3.3 Fitting hyperplanes

For clarity of exposition, in this and next two sections, all data points are assumed to be in one n-cube, corresponding to \(c=1\) in the point-to-hypercube algorithm. The only difference between this and general case is that in the latter an n-cube normally contains a smaller number of data points.

With \(1\le l\le n\), fitting l hyperplanes \(\{(\mathbf{p}_j,d_j)\}\) to m data points \(\{\mathbf{x}_i\}\) is a constrained minimisation problem:

$$\begin{aligned} J_l=\min \sum _{j=1}^l\sum _{i=1}^m(\mathbf{x}_i'\mathbf{p}_j-d_j)^2\qquad \quad \text{ s.t. }\quad \mathbf{p}_j'\mathbf{p}_j=1,\quad j=1,2,\ldots ,l. \end{aligned}$$
(2)

As verified in Appendix A, (2) has the solution

$$\begin{aligned} (\mathbf{p}_j,d_j)=(\mathbf{v}_{n+1-j},\bar{\mathbf{x}}'\mathbf{v}_{n+1-j}),\quad j=1,\ldots ,l, \end{aligned}$$
(3)

where the normals are the last l vectors of \(\mathbf{V}\), coming from the singular value decomposition \(\bar{\mathbf{X}}=\mathbf{U} \mathbf{\Sigma }_x \mathbf{V}'\) with \(\mathbf{\Sigma }_x=\text{ diag }(\sigma _1,\sigma _2,\ldots ,\sigma _n)\), \(\sigma _n\ge 0\), and \(\sigma _i\ge \sigma _j\) for \(i<j\). With the fitted l hyperplanes, the least squares criterion in (2) reaches the minimum \(J_l=\sum _{j=1}^l\sigma _{n+1-j}^2\).

The hyperplanes in (3) are mutually perpendicular, and they all pass centroid \(\bar{\mathbf{x}}\). A point simultaneously on several hyperplanes means that it is on their intersection which is also a hyperplane. Cases \(l=n\) and \(l=n-1\) correspond to fitting a point and a straight line to \(\{\mathbf{x}_i\}\), respectively. Figure 2a and b illustrate fitting a plane to evenly sampled 3D cylindrical surface and Möbius strip respectively, and (c) fitting (the intersection of) two mutually perpendicular planes to a randomly sampled 3D straight line with additive noise.

Fig. 2
figure 2

Plane fitting to different objects in 3D space. In each of cases (a) and (b), a plane is fitted to \(30\times 30\) regularly sampled and noise-free points shown as the light strips on object’s surface. In case (c), a line (intersection of two mutually perpendicular planes) is fitted to randomly sampled noisy points shown as black dots of a 3D straight line

3.4 Affine linear manifold

As verified in Appendix B, the intersection of the hyperplanes in (3) can be described by its parametric equation or parametric inverse given, respectively, by

$$\begin{aligned} \mathbf{x} = \bar{\mathbf{x}}+\mathbf{V}_{n-l} \mathbf{y},\qquad \mathbf{y}=\mathbf{V}_{n-l}'(\mathbf{x} - \bar{\mathbf{x}}), \end{aligned}$$
(4)

### SET EXERCISE A:
Can you reproduce the records starting with the line that contains "Drone-based crop survey: pinpoint every red" and going on through the line that contains "[148,117,166,146]", keeping every character unchanged?
The hyperplane-fitting text and the records are unrelated to each other.

### EXERCISE DATA:
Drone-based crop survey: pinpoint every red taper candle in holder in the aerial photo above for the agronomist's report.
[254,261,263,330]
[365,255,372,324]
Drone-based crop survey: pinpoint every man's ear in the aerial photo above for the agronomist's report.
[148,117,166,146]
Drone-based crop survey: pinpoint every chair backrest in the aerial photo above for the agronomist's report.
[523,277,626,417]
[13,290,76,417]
* * *
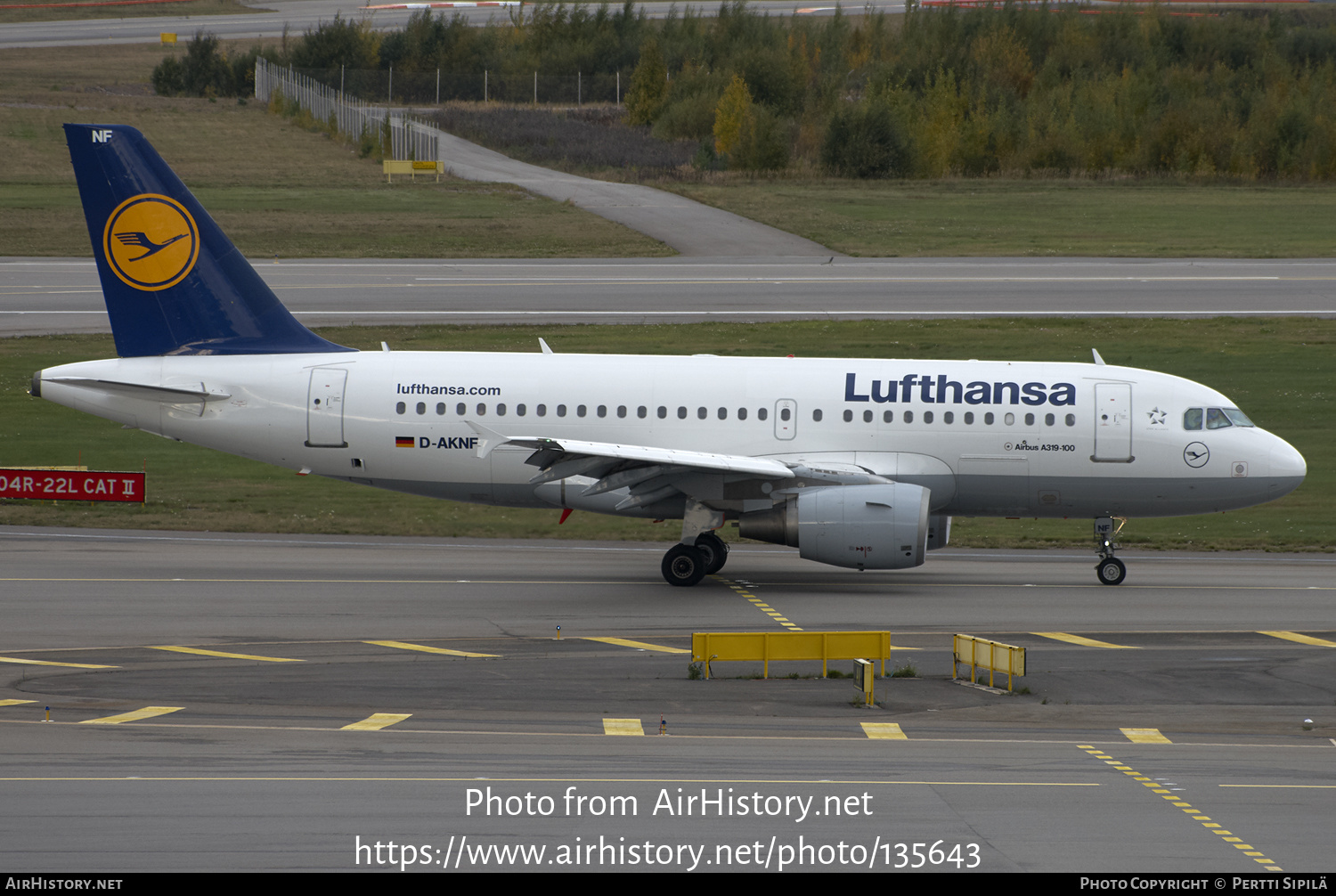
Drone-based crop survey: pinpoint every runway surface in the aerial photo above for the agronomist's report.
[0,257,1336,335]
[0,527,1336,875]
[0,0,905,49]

### SET EXERCISE B:
According to the hyperplane-fitting text, through what point do all the fitted hyperplanes in (3) pass?

### RESPONSE A:
Drone-based crop survey: pinpoint every red taper candle in holder in the aerial photo above for the agronomist's report.
[254,261,263,330]
[365,255,372,324]
Drone-based crop survey: pinpoint every man's ear in the aerial photo above for the agronomist's report.
[148,117,166,146]

### RESPONSE B:
They all pass through the centroid of the data points.